* _Task A_
List every line in the listing below that contains the word "hair".

* _Page excerpt_
= = = =

For a few years before his death, we’d been told that Uncle Roy suffered from shingles and deteriorating health. According to what people were saying, Rulon Jeffs and several other church elders had been overseeing the meetings and taking care of church business. There were a number of church elders with more seniority than Rulon Jeffs, but a disagreement between members of the priesthood council over the interpretation of key church ordinances ended with Rulon, the religion’s oldest living apostle, as our prophet’s likely successor.
With nowhere to live, we moved in with another church member, Woodruff Steed, and his family. Woodruff owned an enormous home in Draper, in the southern end of the Salt Lake Valley. His house accommodated not only his seven living wives and dozens of children but now our large family as well. His ten-acre property was big enough for both a small dairy operation and several of his sons’ homes.

= = = =

* _Data for this task_
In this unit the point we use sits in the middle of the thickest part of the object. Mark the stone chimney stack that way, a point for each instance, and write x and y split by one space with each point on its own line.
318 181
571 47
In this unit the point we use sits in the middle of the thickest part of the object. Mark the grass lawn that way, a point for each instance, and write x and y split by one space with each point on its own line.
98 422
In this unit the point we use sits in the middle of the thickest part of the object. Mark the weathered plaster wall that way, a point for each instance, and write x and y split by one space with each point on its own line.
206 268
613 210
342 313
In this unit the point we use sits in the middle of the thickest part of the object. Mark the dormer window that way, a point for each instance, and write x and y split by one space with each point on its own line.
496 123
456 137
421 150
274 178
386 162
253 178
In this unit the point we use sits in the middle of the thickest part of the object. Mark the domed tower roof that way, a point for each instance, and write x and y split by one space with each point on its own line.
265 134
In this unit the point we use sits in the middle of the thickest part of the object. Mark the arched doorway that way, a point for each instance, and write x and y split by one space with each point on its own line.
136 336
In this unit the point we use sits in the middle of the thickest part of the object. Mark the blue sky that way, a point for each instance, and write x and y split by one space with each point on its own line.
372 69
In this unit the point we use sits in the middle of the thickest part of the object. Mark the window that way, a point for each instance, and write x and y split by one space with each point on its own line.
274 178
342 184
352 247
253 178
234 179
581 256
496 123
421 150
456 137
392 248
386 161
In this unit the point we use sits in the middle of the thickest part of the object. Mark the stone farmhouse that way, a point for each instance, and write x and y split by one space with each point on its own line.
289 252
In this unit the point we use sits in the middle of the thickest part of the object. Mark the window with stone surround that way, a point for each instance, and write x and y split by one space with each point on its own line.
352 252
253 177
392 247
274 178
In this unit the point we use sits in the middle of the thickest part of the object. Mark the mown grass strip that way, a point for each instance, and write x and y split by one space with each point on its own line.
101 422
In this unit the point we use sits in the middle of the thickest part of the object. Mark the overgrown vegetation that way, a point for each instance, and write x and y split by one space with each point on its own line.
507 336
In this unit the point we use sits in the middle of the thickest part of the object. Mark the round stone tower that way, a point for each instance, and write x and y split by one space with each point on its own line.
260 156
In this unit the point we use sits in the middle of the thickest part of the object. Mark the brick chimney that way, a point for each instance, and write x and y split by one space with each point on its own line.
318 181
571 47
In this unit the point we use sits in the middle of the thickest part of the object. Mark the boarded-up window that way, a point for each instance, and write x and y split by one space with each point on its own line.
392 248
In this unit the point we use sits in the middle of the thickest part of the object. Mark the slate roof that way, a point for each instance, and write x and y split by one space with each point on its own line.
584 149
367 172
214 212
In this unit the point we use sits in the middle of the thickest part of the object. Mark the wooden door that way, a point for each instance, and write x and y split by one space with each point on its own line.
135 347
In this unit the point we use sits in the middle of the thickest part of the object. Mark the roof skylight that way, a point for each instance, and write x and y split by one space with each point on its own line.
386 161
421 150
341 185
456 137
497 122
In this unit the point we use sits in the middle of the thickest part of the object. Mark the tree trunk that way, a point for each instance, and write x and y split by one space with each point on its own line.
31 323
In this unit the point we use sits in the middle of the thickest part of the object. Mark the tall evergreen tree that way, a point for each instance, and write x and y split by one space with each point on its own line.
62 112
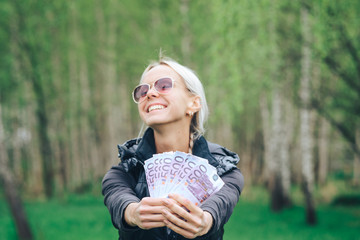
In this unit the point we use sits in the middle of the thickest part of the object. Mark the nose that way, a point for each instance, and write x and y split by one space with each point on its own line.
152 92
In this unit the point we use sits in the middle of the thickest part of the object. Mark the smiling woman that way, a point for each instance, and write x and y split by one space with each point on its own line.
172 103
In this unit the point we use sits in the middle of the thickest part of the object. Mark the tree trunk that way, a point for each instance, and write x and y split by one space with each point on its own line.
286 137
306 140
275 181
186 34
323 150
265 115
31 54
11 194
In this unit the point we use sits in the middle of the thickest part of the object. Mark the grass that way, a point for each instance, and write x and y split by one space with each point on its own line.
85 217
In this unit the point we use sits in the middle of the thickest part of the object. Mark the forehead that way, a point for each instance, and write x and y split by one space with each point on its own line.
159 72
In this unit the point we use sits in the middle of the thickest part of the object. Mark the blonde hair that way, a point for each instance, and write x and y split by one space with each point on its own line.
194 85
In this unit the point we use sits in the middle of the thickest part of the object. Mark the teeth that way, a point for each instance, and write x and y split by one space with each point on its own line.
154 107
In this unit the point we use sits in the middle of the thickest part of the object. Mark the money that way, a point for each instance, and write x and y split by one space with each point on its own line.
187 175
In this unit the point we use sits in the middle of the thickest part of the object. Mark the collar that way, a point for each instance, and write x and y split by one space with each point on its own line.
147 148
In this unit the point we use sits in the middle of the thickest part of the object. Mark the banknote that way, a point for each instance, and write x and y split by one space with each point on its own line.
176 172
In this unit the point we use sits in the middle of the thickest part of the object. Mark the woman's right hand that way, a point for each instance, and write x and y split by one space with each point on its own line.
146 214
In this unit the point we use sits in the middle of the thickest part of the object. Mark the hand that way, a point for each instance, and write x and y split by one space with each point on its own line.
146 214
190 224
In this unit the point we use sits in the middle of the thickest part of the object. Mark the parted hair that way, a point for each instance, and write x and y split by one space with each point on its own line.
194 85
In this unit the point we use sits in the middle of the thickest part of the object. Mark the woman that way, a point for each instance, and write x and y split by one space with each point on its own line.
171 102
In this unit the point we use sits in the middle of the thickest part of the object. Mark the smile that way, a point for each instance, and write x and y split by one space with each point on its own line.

= = = =

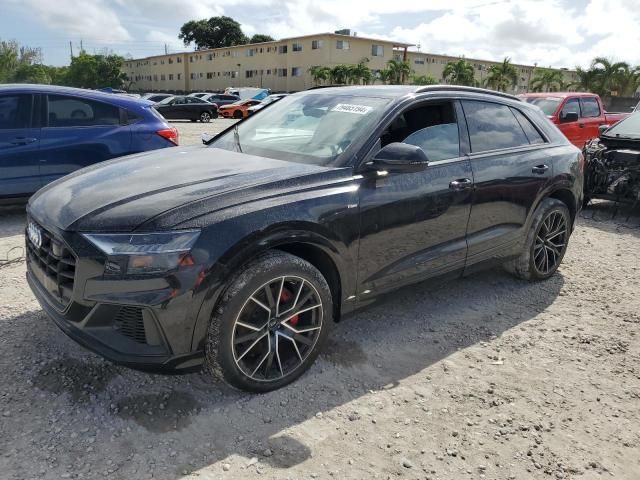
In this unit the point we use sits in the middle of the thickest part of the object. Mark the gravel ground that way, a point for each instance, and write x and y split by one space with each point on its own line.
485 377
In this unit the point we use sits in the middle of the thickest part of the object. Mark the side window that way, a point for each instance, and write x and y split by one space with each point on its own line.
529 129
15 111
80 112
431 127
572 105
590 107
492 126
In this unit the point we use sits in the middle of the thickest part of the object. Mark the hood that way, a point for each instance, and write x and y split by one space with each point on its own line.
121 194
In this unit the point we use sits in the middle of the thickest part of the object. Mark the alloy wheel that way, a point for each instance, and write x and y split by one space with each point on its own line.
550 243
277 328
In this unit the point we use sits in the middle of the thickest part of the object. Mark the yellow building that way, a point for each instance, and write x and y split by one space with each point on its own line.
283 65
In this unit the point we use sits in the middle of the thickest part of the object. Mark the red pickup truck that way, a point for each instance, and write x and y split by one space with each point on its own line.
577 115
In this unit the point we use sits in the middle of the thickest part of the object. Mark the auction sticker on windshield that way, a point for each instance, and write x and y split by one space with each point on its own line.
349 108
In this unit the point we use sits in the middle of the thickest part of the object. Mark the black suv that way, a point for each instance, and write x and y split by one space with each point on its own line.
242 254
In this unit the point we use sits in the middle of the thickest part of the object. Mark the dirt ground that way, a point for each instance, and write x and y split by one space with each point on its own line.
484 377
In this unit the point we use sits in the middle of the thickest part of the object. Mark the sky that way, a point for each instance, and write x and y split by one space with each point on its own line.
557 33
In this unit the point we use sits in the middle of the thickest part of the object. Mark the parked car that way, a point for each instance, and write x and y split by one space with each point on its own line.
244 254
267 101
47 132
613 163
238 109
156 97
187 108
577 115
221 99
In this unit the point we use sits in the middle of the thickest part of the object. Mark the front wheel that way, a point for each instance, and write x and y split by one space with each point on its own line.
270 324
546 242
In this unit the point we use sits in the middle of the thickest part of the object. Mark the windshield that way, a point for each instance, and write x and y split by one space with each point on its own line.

= = = =

* _Task B_
Extend the account of the family's move into Woodruff Steed's home in Draper, continuing from the sentence about his ten-acre property.

* _Final answer A_
In this unit the point we use sits in the middle of the thickest part of the object. Mark the blonde hair that way, a point for each instance, and write x and y split by one space with each point on its own line.
In this unit the point we use sits in the middle of the thickest part of the object. Mark the parted hair that way, a point for each instance, and write x and y split by one space with each point on its own line.

* _Final answer B_
Woodruff was my mother’s uncle, but that was not why he offered to let us stay with his family. My father had helped design Woodruff’s house, and the two had cultivated a lasting friendship. In return for lodging our family, Dad agreed to share the two thousand dollars he was receiving each month from the insurance company to cover our family’s living expenses while our home was being rebuilt. In addition to the dairy, Woodruff owned an excavation company, and business had been slow. The insurance money would help to feed his large family.
Woodruff was not the only one experiencing financial difficulty at the time. For almost a year, my father had been in the process of selling the company he’d founded with a partner in the late 1970s. The company, Hydropac, sold components, parts, and seals used in hydraulic and pneumatic equipment and pumps. In its prime, it had about twenty employees and contracts with numerous branches of the U. S. military as well as NASA.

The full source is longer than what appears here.